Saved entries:
● ● ● ●

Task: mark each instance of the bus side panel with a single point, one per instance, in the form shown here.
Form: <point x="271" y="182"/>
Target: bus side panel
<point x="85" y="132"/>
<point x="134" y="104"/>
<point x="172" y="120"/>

● ● ● ●

TASK DETAILS: Rewrite the lines above with every "bus side panel" changed to "vehicle side panel", keeping all other text as it is.

RESPONSE FOR THIS EXERCISE:
Task: mark each instance of the vehicle side panel with a single point, one per instance, in the form shown here.
Form: <point x="271" y="182"/>
Target: vehicle side panel
<point x="85" y="132"/>
<point x="134" y="104"/>
<point x="172" y="120"/>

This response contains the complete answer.